**Document excerpt**
* start *

The door was burst in, 'Aleksandr Ivanovich, Aleksandr Ivanovich,' roared several voices. But there was no Aleksandr Ivanovich.

 

Aleksandr Ivanovich is a character in Gogol’s play Utro delovogo cheloveka (“The Morning of a Busy Man,” 1836). At the end of Gogol’s play Zhenit’ba (“Marriage,” 1842) Podkolyosin jumps out the window. In Ilf and Petrov’s novel Dvenadtsat’ stuliev (“The Twelve Chairs,” 1928) Bender and Vorobyaninov watch an avant-garde stage version of Gogol’s "Marriage" at the Columbus Theater. The surname Luzhin comes from luzha (puddle) and brings to mind Vid na malakhitovuyu luzhu (“A View of the Malachite Puddle”), a chapter in “The Twelve Chairs.” The action in this chapter takes place in Pyatigorsk, the site of Lermontov’s fatal duel. Luzhin makes one think of Lugin, the main character in Lermontov’s last unfinished novella Shtoss (1841). An amateur painter, Lugin complains to Minskaya that all people look yellow to him:

 

— Вообразите, какое со мной несчастие: что может быть хуже для человека, который, как я, посвятил себя живописи! — вот уже две недели, как все люди мне кажутся желтыми, — и одни только люди! добро бы все предметы; тогда была бы гармония в общем колорите; я бы думал, что гуляю в галерее испанской школы. Так нет! все остальное как и прежде; одни лица изменились; мне иногда кажется, что у людей вместо голов лимоны.

* end *

Answer these from the literary notes:
(a) What does Podkolyosin do at the end of Gogol's play "Marriage"?
(b) At which theater do Bender and Vorobyaninov watch the stage version of "Marriage"?
(c) What word does the surname Luzhin come from?
These lines have nothing to do with the literary notes.

Records

* start *

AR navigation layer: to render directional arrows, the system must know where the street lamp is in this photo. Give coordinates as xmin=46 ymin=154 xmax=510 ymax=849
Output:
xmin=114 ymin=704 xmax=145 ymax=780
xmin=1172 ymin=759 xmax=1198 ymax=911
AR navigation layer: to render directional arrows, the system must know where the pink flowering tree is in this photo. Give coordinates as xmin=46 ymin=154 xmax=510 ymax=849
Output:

* end *

**Exercise solution**
(a) He jumps out the window.
(b) The Columbus Theater.
(c) Luzha, meaning "puddle."